DAFTAR TUGAS —
1. Perbarui teks bacaan dari "Hasil dan Pembahasan" hingga "Menlu Retno .", dan ganti "Fiji" dengan "Papua Nugini".
2. Apakah pernyataan berikut sesuai dengan teks bacaan? Jawab ya atau tidak, dan kutip dengan persis kata-kata teks bacaan yang menentukannya. (a) Kunjungan ke Fiji dan Kepulauan Solomon berlangsung pada 6-7 September 2022. (b) Paling banyak ada 10 proyek kerja sama konkret yang didorong Indonesia. (c) Salah satu sektor kerja sama yang disebut adalah pertanian.

TEKS BACAAN —
Hasil dan Pembahasan
Indonesia dan Pasifik
Indonesia
telah menyiapkan strategi membangun kemitraan dengan kawasan Pasifik secara
komprehensif pada tataran bilateral, regional, maupun dalam forum global.
Demikian diungkap Menteri Luar Negeri (Menlu) RI Retno Marsudi dalam keterangan
tertulis Kementerian Luar Negeri (Kemlu), mengenai kunjungan ke Fiji dan
Kepulauan Solomon pada 6-7 September 2022. “Saat
Presidensi Indonesia di G-20, Indonesia telah memberikan perhatian khusus
dengan mengundang wakil-wakil dari negara kepulauan kecil,” kata Menlu Retno .
Menurut
Menlu Retno, sedikitnya ada 10 proyek yang akan
menjadi kerja sama konkret yang didorong Indonesia selama Presidensi G20 tahun
ini, yaitu di sektor energi, perubahan iklim, kelautan, mitigasi bencana, dan
pendanaan yang terkait langsung dengan kepentingan negara kepulauan kecil.

BAGIAN DATA —

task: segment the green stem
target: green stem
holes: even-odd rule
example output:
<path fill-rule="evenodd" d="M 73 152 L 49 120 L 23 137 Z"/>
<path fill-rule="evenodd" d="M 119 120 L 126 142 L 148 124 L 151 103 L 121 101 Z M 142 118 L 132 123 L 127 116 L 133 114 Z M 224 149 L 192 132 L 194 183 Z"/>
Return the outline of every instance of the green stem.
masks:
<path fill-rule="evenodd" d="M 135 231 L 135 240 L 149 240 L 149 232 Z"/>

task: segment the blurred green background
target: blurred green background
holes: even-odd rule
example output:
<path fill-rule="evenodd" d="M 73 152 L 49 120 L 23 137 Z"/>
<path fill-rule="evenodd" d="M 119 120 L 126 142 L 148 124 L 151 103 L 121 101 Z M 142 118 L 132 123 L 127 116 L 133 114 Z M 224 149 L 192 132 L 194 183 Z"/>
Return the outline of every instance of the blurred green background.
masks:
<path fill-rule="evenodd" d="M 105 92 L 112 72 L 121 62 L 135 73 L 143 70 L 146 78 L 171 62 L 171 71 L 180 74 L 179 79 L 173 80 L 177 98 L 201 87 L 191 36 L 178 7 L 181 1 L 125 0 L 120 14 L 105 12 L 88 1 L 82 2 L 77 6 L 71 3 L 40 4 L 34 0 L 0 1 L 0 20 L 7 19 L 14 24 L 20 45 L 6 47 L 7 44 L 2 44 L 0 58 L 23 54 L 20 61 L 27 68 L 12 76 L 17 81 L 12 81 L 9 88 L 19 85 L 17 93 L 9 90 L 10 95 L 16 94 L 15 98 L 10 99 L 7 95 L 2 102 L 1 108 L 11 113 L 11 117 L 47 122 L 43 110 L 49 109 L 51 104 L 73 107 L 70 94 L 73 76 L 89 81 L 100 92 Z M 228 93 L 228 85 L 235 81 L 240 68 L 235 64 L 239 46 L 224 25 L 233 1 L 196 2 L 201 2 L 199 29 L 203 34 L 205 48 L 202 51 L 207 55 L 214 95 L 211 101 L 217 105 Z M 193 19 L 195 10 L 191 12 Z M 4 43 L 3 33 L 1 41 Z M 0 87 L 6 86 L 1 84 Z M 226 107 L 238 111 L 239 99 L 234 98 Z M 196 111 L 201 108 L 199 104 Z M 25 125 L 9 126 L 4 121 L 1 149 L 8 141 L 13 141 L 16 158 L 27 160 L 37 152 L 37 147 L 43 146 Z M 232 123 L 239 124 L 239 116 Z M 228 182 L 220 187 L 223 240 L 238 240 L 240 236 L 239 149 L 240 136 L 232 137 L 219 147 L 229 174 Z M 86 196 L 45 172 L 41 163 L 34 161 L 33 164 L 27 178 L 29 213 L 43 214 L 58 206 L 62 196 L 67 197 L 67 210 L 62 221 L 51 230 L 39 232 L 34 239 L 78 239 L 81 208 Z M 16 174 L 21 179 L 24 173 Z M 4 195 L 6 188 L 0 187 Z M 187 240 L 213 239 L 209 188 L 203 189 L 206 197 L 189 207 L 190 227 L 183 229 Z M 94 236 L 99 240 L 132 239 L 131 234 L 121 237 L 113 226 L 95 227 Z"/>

JAWABAN TUGAS —
1.
Hasil dan Pembahasan
Indonesia dan Pasifik
Indonesia
telah menyiapkan strategi membangun kemitraan dengan kawasan Pasifik secara
komprehensif pada tataran bilateral, regional, maupun dalam forum global.
Demikian diungkap Menteri Luar Negeri (Menlu) RI Retno Marsudi dalam keterangan
tertulis Kementerian Luar Negeri (Kemlu), mengenai kunjungan ke Papua Nugini dan
Kepulauan Solomon pada 6-7 September 2022. “Saat
Presidensi Indonesia di G-20, Indonesia telah memberikan perhatian khusus
dengan mengundang wakil-wakil dari negara kepulauan kecil,” kata Menlu Retno .

2.
(a) Ya: "mengenai kunjungan ke Fiji dan Kepulauan Solomon pada 6-7 September 2022"
(b) Tidak: "sedikitnya ada 10 proyek yang akan menjadi kerja sama konkret"
(c) Tidak: "yaitu di sektor energi, perubahan iklim, kelautan, mitigasi bencana, dan pendanaan"